Task directions: In the forum thread on synthetic associations, which measure may be meaningless for low-frequency variants, as Kai Wang pointed out?

Excerpt to read:
----

We are investigating the possibility of synthetic associations. We would like to identify coding variants in LD with GWAS identified variants using publicly available resources and are willing to look over long distances for them. As Kai Wang pointed out, r2 may be a meaningless measure for low frequency variants. Instead one may wish to look at measures of D-prime. Even D-prime of public samples (e.g. HapMap / 1KG) may not reflect long-distance LD present in a disease population. Given this stack of caveats, how would the BioStar community pursue such a question? We do not have complete sequencing data on these individuals so only those samples in public databases would be fair game.
Put on your thinking caps.
I am curious as to why you wish to limit/focus this search on coding variants. Is this because you have exome sequence data available? Or are you hedging that coding variants, either synonymous or non-synonymous, will be the drivers of disease risk/disease phenotype?
I am curious as to why you wish to limit/focus this search on coding variants. Is this because you have exome sequence data available? Or are you edging that coding variants, either synonymous or non-synonymous, will be the drivers of disease risk/disease phenotype?

----

Collected data:
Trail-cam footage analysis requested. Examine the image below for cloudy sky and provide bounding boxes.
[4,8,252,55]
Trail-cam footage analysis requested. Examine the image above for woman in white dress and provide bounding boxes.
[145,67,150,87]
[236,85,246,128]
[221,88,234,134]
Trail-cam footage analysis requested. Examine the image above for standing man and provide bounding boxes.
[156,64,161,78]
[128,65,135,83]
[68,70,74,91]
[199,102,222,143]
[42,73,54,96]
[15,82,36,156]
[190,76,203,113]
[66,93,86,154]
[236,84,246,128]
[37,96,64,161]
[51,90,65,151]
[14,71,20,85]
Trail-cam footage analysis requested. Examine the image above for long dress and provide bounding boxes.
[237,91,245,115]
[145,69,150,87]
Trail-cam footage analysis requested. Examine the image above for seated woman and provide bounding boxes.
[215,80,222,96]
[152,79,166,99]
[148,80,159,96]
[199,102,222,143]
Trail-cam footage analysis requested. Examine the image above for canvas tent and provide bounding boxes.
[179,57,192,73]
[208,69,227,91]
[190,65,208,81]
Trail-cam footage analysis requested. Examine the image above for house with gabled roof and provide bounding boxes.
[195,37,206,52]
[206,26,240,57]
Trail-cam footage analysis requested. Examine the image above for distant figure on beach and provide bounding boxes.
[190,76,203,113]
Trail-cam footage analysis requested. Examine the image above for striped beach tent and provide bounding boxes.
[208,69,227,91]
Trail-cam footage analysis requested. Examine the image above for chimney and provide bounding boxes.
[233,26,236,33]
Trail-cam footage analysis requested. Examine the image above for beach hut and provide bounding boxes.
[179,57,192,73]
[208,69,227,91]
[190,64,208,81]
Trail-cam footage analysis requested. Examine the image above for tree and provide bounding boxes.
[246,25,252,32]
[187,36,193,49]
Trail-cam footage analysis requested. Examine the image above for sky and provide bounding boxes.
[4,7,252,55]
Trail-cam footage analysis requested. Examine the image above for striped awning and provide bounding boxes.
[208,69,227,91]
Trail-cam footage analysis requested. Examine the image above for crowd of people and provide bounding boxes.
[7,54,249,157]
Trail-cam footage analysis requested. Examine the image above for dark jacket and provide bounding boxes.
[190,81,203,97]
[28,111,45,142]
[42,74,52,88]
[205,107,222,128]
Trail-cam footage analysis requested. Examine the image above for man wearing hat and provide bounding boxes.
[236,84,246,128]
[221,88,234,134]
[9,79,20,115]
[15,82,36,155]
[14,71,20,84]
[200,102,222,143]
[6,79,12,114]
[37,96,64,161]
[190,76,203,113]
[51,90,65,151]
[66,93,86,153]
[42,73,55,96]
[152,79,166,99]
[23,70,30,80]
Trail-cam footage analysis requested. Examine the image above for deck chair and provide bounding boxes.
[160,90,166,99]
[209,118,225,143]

----

Answer area: r2